▸ **EXERCISE DATA**:

☆ ☆ ☆

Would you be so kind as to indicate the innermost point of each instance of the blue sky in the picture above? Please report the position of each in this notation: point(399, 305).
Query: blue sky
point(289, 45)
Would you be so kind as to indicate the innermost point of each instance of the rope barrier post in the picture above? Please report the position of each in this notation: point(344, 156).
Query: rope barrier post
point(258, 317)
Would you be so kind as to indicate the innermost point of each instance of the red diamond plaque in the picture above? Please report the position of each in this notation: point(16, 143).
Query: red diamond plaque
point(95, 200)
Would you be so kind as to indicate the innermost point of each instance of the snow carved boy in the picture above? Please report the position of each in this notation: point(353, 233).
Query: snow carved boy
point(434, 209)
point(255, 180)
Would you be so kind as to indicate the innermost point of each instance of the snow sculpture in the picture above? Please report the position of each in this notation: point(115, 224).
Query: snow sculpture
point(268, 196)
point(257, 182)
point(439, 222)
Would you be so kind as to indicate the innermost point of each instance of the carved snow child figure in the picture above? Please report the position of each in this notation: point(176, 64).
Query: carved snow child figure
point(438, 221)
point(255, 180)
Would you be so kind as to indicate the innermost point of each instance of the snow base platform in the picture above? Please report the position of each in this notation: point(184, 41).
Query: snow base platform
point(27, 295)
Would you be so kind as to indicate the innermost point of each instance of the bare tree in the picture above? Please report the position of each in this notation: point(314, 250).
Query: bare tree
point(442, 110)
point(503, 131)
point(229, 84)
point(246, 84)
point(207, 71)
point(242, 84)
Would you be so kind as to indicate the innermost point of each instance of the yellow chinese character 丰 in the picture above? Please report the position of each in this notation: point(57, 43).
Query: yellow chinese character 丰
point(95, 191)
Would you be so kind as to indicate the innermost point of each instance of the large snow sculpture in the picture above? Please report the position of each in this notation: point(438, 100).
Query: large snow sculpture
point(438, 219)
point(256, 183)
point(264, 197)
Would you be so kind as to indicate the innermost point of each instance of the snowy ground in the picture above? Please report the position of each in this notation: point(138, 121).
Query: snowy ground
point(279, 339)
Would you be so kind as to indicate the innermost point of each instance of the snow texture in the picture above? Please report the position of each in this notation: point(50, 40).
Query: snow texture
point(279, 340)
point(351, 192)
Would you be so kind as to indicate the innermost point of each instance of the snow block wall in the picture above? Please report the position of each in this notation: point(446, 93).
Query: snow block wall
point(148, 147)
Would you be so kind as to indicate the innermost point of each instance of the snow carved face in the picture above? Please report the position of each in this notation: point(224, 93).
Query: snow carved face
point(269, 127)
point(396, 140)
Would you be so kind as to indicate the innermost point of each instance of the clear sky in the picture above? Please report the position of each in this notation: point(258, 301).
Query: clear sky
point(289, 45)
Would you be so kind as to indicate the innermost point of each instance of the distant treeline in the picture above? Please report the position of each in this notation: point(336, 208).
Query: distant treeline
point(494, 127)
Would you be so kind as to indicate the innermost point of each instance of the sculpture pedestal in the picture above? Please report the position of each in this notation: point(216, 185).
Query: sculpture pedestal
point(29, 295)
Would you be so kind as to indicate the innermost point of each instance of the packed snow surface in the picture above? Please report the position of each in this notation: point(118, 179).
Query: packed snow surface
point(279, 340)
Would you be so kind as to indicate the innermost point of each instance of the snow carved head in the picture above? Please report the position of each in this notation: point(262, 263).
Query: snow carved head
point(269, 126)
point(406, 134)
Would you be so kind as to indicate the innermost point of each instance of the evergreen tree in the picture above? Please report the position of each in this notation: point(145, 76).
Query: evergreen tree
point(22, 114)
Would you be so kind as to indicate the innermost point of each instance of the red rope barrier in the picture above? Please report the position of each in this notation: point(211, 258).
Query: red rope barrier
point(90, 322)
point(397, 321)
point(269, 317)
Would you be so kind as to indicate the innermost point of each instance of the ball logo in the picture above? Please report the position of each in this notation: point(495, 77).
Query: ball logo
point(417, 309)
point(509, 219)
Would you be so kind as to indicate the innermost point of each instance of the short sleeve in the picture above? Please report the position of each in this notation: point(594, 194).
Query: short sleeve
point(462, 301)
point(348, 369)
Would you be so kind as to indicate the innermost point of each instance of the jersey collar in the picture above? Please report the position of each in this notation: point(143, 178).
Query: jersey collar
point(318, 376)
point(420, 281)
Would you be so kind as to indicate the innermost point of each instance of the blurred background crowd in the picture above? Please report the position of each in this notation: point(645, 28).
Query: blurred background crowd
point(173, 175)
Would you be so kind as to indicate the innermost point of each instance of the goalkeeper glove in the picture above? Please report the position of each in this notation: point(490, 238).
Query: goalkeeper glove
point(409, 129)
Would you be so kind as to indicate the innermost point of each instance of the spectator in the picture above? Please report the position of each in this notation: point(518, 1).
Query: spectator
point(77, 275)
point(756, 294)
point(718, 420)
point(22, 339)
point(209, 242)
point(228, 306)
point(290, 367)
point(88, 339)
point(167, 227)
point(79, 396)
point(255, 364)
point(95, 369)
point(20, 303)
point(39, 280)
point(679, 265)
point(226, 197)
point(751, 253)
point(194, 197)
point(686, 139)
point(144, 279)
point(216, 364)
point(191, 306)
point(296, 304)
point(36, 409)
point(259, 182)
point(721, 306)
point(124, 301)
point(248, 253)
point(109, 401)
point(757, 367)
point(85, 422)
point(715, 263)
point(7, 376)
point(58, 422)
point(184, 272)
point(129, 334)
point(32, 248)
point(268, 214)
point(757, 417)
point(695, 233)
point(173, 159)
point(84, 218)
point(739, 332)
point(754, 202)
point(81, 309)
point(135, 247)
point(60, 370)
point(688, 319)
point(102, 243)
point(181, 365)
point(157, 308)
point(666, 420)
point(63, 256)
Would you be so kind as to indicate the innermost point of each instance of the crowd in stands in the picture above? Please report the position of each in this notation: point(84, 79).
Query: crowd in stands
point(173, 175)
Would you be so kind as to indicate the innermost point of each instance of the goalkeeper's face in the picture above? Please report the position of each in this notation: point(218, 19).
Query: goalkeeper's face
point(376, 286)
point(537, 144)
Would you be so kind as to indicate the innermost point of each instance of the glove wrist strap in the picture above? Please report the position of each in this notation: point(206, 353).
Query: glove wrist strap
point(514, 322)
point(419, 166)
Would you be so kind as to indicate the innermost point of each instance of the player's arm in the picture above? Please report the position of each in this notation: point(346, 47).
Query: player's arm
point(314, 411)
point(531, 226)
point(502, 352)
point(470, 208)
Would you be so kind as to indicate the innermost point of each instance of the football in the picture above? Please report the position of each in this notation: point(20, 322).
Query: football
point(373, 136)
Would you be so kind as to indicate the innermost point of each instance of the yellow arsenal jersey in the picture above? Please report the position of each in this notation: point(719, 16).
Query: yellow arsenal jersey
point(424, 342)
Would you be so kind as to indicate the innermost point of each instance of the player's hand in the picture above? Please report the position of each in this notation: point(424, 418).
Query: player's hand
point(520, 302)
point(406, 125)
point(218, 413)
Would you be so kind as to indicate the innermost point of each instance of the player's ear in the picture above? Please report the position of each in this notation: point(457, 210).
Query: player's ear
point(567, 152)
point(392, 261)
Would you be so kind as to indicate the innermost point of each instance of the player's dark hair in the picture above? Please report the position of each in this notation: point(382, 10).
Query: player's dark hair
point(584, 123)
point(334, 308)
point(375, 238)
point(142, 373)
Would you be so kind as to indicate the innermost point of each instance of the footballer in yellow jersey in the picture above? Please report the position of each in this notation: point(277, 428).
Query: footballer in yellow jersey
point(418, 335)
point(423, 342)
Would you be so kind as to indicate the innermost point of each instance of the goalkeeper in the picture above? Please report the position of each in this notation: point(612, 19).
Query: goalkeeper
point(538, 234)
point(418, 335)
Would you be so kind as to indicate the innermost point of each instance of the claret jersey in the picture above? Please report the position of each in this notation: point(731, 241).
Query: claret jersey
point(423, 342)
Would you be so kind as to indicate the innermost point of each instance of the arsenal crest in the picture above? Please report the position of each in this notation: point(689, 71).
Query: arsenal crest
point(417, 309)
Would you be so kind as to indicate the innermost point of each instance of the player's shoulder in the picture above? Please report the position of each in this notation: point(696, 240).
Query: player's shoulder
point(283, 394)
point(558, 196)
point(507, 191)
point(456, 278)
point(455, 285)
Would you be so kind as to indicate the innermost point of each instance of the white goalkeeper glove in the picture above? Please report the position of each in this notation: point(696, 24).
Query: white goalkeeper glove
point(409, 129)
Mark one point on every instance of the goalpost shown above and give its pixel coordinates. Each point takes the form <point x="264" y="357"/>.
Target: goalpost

☆ ☆ ☆

▸ **WORK REQUEST**: Copy out all the lines of the records that include "goalpost".

▸ **SOLUTION TO THIS PROBLEM**:
Mark one point on every instance of the goalpost shown above and give its pixel coordinates. Each point takes the form <point x="264" y="357"/>.
Target: goalpost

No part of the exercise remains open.